• TASK GOAL: Copy exactly the lines of the records below, and only those lines, beginning with the line that contains "Target: moss" and ending with the line that contains "Tag the water".

:: MATERIAL SUPPLIED ::

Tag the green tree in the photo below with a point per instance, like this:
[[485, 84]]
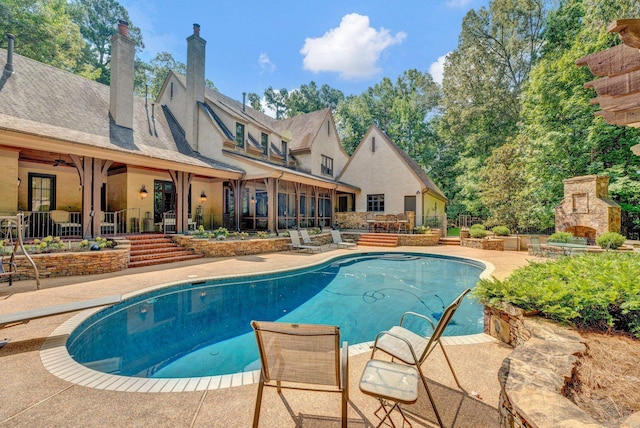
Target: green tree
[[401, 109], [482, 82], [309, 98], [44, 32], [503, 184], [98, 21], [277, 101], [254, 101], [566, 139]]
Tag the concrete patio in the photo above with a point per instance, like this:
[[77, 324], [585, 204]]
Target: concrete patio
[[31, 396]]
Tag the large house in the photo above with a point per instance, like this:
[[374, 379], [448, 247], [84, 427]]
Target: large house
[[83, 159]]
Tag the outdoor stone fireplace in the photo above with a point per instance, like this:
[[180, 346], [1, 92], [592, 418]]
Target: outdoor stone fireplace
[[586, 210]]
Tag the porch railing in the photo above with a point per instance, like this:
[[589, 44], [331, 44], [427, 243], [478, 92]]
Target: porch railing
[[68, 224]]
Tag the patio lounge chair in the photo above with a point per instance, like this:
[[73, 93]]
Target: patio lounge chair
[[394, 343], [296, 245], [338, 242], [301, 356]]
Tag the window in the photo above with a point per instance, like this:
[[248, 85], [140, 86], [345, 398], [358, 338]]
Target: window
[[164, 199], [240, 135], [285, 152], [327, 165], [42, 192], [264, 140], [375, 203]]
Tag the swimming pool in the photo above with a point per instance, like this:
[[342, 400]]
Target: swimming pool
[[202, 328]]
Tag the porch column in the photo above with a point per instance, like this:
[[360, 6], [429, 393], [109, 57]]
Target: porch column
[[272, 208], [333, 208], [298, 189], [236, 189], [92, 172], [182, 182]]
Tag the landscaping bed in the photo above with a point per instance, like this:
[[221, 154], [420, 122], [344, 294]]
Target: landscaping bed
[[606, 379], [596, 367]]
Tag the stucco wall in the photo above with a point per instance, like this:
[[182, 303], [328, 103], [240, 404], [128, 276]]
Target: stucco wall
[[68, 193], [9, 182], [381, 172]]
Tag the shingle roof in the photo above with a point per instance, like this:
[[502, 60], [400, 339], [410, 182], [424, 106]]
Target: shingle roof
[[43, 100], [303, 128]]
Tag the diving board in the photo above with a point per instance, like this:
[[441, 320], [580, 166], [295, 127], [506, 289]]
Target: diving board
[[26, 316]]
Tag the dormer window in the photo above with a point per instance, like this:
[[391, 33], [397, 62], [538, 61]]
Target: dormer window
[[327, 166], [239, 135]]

:::
:: MATERIAL SUPPLIED ::

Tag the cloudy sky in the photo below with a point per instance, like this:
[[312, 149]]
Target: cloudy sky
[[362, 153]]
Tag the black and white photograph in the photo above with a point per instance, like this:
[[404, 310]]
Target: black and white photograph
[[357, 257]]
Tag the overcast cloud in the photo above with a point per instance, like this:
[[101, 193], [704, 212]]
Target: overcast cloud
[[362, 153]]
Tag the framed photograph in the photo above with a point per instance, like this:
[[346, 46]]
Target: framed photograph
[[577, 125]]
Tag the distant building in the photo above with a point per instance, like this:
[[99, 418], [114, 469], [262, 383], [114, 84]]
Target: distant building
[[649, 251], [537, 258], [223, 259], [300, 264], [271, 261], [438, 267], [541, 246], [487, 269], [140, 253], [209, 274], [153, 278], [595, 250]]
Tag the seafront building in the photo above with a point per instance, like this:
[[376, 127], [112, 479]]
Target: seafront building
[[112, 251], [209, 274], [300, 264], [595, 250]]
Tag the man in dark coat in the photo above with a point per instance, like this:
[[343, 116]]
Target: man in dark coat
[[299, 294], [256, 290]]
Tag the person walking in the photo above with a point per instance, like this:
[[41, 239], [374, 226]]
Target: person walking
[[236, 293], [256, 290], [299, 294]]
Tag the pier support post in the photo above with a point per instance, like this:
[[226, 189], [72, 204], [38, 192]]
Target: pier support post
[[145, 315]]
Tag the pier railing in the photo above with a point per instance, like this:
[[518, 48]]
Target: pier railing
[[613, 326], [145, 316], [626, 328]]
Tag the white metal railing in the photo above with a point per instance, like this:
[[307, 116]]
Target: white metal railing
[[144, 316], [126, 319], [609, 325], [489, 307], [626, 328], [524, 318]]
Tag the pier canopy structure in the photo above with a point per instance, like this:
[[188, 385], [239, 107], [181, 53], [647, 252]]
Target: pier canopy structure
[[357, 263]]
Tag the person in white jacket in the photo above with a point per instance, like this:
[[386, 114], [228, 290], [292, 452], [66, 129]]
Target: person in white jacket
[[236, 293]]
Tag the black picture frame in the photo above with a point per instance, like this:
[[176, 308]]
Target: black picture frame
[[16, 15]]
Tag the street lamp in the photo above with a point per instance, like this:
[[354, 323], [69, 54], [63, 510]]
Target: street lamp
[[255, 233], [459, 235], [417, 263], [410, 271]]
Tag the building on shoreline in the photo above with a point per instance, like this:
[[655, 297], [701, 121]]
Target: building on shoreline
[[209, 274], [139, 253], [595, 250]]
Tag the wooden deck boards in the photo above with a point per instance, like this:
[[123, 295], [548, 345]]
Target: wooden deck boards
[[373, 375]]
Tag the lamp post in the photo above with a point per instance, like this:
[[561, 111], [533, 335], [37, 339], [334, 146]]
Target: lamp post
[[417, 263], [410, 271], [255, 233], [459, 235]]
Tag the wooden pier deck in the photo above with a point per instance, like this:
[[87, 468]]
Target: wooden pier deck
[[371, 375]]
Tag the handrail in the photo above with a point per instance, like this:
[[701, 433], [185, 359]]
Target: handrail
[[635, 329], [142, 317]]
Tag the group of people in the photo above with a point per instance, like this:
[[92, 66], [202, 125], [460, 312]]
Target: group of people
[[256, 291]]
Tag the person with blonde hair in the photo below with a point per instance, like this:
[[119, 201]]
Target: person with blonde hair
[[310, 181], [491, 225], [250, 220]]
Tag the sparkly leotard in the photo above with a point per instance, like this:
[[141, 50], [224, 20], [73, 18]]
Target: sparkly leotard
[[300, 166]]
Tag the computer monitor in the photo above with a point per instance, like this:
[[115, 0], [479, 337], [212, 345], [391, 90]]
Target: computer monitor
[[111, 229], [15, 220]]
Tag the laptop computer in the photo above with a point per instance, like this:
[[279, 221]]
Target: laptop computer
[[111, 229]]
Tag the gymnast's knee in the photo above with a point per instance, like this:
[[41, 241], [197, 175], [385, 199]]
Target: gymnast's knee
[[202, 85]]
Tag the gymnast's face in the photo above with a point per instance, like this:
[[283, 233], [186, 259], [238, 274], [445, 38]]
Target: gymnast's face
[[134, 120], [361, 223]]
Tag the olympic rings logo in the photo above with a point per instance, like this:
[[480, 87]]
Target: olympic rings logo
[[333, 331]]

:::
:: MATERIAL SUPPLIED ::

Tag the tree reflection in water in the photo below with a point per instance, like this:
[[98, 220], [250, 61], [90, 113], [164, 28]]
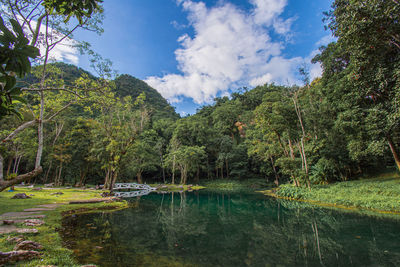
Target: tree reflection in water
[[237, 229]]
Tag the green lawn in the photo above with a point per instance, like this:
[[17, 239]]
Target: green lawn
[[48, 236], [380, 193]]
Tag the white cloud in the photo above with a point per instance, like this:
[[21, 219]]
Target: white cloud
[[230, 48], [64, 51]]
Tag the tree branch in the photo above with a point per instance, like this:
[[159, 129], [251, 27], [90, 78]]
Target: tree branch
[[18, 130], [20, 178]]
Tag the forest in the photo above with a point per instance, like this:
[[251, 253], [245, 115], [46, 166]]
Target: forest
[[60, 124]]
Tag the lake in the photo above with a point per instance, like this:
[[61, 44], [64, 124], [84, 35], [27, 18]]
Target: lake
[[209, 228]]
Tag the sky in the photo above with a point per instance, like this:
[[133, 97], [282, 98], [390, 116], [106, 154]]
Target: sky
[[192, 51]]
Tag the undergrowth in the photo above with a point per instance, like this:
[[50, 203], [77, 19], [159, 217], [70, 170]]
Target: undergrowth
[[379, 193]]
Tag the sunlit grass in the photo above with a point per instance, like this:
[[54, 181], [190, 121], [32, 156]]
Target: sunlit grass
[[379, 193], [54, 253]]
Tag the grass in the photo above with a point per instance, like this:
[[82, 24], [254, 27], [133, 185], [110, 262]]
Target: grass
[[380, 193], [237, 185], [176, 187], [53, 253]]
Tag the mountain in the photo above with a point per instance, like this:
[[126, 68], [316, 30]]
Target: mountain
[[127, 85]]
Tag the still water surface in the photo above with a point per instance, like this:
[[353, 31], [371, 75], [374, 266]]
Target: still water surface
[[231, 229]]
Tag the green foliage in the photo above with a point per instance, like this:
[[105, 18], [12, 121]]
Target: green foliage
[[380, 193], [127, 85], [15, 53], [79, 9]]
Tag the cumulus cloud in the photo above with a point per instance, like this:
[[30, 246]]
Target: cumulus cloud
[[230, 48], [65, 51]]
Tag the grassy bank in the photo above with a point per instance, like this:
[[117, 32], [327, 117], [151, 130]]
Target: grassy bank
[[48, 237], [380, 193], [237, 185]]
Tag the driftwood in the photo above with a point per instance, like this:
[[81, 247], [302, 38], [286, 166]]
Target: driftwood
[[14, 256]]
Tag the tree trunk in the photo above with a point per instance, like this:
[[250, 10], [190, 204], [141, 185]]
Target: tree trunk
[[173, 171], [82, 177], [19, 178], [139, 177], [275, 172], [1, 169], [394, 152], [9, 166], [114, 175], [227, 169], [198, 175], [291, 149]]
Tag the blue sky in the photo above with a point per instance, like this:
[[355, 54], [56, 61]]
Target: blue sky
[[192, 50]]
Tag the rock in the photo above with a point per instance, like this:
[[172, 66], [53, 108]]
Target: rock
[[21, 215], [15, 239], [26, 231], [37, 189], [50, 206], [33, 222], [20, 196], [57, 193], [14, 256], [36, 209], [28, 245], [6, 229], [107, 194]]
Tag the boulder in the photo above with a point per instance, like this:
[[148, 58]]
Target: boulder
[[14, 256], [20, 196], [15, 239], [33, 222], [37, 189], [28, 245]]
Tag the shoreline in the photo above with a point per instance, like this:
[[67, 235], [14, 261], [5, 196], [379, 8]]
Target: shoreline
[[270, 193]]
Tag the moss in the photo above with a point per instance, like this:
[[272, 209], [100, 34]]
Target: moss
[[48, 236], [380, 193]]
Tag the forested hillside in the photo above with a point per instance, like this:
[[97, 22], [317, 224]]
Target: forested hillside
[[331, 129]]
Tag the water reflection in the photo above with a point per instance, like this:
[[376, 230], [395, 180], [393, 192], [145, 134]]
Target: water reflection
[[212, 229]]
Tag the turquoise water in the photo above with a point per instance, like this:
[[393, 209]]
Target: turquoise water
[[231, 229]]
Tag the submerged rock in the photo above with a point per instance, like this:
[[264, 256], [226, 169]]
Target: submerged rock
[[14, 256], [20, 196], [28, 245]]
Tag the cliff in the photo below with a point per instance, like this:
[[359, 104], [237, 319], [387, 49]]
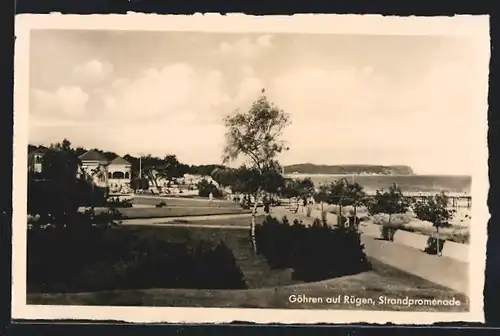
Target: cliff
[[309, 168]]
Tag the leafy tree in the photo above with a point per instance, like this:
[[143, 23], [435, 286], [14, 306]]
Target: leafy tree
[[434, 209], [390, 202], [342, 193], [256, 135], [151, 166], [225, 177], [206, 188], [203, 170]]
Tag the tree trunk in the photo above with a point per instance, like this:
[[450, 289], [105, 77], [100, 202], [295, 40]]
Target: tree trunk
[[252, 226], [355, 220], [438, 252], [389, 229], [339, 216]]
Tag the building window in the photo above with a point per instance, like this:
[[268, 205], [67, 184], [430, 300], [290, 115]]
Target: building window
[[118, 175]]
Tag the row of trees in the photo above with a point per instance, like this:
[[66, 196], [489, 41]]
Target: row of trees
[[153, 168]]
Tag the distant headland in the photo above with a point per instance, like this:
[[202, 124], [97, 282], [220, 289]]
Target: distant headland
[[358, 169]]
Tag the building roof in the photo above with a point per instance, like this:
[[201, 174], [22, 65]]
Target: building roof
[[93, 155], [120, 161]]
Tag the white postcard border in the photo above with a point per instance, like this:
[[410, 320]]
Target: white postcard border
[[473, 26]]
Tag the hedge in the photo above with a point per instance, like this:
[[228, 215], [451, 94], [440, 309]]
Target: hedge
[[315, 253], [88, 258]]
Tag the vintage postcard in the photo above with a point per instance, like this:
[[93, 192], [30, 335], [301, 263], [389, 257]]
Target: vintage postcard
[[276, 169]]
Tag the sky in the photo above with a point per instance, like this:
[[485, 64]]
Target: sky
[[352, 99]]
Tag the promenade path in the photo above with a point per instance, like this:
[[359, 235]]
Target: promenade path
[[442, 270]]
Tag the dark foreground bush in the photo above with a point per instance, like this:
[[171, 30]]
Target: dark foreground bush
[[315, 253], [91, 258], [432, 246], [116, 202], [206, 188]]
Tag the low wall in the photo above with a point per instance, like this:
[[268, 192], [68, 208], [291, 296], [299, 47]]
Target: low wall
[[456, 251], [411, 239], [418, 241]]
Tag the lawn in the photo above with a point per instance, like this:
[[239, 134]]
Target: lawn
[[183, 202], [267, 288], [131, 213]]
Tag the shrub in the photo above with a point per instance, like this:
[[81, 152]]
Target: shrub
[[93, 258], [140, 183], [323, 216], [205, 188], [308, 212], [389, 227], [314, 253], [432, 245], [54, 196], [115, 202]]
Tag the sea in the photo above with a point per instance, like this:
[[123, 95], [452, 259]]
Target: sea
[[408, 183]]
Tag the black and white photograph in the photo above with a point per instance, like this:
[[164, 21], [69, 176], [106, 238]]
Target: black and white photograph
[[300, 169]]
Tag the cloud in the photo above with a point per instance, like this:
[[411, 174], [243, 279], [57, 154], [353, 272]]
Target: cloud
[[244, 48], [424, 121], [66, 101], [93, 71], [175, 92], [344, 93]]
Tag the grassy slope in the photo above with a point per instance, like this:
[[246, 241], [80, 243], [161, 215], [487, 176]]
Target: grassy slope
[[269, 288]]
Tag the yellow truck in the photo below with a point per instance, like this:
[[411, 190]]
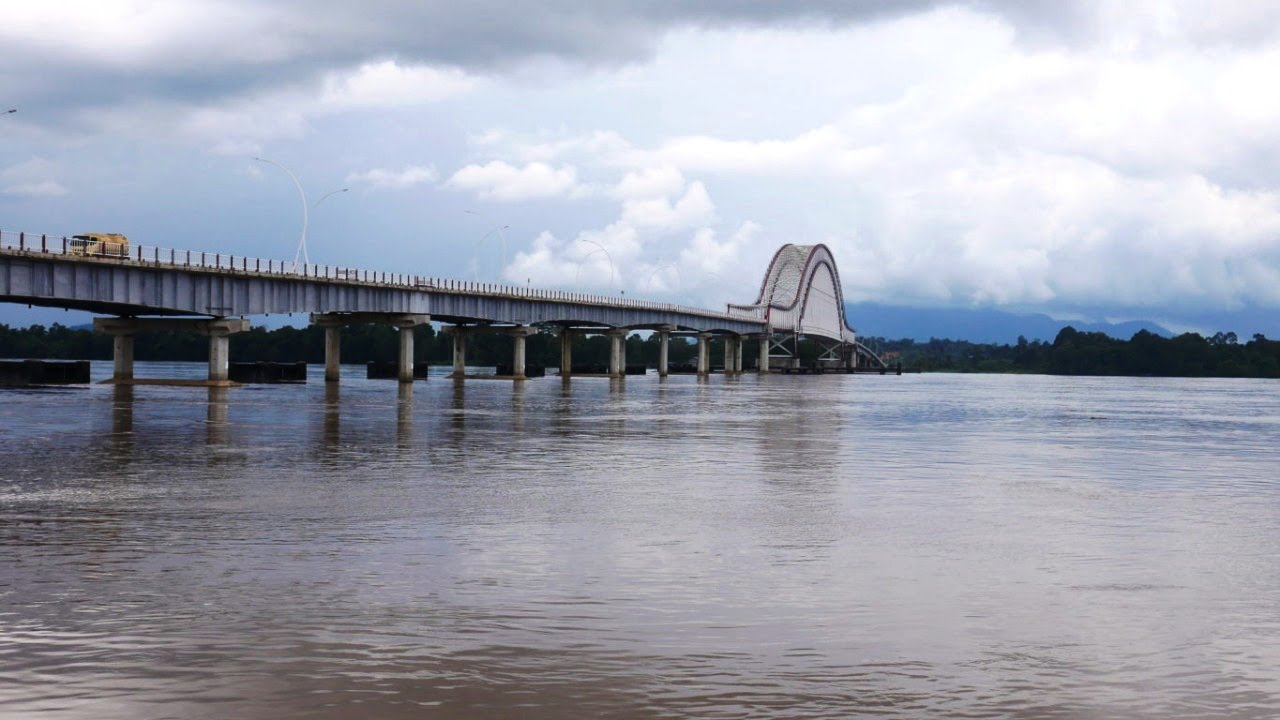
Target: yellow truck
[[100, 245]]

:::

• SOLUTION BELOW:
Target: moss
[[48, 236], [380, 193]]
Tag the forested hillside in the photo above with a point per instance, like this:
[[97, 22], [317, 224]]
Target: forested hillside
[[331, 129]]
Tag the water reflection in the photo above with a point per instance, like this:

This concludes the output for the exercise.